[BEGIN]

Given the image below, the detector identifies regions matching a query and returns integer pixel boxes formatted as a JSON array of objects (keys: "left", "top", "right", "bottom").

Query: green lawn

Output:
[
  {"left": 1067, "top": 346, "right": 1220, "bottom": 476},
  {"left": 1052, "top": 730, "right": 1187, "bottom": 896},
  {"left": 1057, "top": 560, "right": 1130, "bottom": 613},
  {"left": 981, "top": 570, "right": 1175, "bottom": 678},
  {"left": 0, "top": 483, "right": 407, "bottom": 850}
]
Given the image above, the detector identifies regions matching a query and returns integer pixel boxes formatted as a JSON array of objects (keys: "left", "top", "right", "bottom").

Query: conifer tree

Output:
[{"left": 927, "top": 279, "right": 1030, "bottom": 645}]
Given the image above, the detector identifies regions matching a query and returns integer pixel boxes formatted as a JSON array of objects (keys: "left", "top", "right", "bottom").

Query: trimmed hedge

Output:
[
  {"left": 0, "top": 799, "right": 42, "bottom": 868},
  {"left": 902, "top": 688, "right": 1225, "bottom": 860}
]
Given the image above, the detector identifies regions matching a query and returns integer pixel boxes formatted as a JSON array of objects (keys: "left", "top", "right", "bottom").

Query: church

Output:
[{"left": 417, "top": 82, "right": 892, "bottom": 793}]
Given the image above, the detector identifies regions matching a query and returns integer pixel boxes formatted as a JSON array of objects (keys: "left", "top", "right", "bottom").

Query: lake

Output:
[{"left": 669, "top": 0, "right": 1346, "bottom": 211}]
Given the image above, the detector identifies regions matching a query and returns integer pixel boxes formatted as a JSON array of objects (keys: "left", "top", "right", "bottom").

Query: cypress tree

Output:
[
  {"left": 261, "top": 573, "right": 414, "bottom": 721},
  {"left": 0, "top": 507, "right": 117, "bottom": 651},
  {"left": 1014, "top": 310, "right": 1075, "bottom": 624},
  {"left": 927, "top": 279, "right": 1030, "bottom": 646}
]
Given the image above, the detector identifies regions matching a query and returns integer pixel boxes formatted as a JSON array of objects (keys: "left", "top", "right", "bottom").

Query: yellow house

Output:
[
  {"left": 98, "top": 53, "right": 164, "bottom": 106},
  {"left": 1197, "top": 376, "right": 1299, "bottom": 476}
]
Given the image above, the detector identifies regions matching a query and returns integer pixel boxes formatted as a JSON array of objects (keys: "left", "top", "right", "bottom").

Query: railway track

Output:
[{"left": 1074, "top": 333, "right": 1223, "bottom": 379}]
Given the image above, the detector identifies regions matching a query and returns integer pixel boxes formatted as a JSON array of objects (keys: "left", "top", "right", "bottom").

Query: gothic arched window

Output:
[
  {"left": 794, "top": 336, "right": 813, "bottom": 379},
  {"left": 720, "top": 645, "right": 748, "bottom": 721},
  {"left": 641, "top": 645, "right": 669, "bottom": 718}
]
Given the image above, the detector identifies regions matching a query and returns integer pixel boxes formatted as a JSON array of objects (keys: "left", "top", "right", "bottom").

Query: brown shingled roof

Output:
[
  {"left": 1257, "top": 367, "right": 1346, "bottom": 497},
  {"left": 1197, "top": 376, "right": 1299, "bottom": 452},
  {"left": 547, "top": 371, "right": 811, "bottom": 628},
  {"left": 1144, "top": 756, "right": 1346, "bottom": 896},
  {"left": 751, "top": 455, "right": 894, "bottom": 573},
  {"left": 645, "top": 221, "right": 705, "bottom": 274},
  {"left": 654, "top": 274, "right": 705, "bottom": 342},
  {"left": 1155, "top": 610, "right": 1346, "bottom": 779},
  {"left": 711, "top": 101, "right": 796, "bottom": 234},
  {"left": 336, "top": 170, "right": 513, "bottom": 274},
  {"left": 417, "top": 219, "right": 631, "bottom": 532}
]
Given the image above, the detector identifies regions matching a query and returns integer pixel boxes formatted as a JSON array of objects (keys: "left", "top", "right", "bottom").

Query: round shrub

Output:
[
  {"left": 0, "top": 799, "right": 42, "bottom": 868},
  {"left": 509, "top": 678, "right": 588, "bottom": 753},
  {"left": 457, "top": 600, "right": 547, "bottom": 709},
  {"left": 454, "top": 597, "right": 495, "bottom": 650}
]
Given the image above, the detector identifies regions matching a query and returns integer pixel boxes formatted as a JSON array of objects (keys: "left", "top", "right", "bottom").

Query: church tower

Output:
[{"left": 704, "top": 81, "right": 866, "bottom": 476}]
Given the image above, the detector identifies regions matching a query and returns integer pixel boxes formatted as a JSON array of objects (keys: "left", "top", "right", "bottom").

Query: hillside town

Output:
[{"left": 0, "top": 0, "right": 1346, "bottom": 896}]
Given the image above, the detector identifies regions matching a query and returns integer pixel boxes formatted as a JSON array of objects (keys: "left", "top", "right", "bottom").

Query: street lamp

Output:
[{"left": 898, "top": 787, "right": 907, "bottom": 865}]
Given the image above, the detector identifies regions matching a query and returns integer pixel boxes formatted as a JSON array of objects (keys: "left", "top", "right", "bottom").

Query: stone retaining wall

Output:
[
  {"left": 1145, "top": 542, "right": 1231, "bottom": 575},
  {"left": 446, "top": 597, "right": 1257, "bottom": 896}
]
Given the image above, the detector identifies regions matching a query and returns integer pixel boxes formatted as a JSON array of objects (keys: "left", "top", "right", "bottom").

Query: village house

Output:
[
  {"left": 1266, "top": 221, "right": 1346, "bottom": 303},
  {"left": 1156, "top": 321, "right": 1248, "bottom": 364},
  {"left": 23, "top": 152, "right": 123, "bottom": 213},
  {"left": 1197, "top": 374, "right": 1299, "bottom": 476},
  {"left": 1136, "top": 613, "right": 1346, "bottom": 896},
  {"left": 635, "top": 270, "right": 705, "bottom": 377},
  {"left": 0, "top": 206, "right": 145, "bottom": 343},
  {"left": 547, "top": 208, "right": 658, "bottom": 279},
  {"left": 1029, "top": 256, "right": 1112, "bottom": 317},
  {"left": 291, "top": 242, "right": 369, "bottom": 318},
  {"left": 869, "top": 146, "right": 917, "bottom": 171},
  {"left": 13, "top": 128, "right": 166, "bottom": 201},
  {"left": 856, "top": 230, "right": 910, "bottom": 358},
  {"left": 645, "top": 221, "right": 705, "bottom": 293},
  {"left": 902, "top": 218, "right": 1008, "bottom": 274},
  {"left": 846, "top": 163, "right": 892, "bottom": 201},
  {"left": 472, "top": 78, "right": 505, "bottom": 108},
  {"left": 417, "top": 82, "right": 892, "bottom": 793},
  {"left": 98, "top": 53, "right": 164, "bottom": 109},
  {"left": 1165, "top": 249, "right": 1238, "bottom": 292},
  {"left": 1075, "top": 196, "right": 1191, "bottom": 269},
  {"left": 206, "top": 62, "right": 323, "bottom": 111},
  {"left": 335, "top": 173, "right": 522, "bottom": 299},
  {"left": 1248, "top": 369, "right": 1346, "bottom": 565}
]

[END]

TASK DETAILS: List every line in the records above that contains the string "house", treating uppercase and lowercase as different.

THE ANSWER:
Query: yellow house
Query: village house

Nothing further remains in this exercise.